Recorded data:
==============================
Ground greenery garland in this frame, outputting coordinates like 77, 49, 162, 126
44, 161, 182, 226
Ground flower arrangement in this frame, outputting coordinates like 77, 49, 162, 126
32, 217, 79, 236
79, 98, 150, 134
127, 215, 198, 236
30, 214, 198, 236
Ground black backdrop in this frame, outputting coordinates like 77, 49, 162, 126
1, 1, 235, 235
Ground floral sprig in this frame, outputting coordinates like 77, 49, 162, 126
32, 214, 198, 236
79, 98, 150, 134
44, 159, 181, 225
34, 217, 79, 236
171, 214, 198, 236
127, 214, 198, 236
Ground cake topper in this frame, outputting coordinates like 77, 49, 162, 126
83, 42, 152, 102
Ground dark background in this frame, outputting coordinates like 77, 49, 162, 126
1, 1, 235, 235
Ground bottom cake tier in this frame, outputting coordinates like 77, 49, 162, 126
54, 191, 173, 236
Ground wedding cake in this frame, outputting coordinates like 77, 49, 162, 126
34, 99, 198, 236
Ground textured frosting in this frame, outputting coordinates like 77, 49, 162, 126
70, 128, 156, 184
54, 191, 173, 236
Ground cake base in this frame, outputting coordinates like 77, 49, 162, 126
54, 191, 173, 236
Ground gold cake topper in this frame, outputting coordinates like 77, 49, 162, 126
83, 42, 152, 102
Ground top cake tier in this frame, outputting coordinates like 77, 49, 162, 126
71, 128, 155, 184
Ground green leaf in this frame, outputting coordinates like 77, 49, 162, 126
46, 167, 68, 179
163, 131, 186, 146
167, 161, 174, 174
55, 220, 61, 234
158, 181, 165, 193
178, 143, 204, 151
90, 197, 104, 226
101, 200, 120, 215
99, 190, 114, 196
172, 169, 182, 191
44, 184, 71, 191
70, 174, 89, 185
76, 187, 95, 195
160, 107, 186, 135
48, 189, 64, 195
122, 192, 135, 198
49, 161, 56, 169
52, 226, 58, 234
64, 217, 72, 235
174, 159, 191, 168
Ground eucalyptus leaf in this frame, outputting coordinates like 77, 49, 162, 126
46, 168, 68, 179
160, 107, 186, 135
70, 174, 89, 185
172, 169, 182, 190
==============================
Set down exactly, and only, the lines of the data above from the line containing "Ground dark background" through the last one.

Ground dark background in this frame, outputting coordinates like 77, 49, 162, 126
1, 1, 235, 235
Ground bottom cake tier in this frame, outputting coordinates like 77, 49, 162, 126
54, 191, 173, 236
Ground wedding cake in this frame, outputting coordinates like 77, 49, 162, 126
34, 99, 198, 236
Ground textured frosting in this frame, outputting coordinates like 77, 49, 162, 126
70, 128, 156, 184
54, 191, 173, 236
Ground cake base in this frame, outputting coordinates like 77, 49, 162, 126
54, 191, 173, 236
Ground gold cake topper in this frame, outputting coordinates like 77, 49, 162, 126
83, 42, 152, 102
Ground top cake tier in this frame, outputting coordinates like 77, 49, 162, 126
71, 128, 155, 184
Ground green leaf in this frame, outputting coordinates like 77, 49, 162, 126
46, 167, 68, 179
163, 131, 186, 146
167, 161, 174, 174
55, 220, 61, 234
158, 181, 165, 193
178, 143, 204, 151
90, 197, 104, 226
101, 200, 120, 215
99, 190, 114, 196
172, 169, 182, 191
44, 184, 71, 191
70, 174, 89, 185
76, 187, 95, 195
160, 107, 186, 135
48, 189, 64, 195
122, 192, 135, 198
49, 161, 56, 169
52, 226, 58, 234
64, 217, 72, 235
174, 159, 191, 168
Ground eucalyptus leaf in this frame, outputting coordinates like 77, 49, 162, 126
46, 168, 68, 179
160, 107, 186, 135
70, 174, 89, 185
172, 169, 182, 190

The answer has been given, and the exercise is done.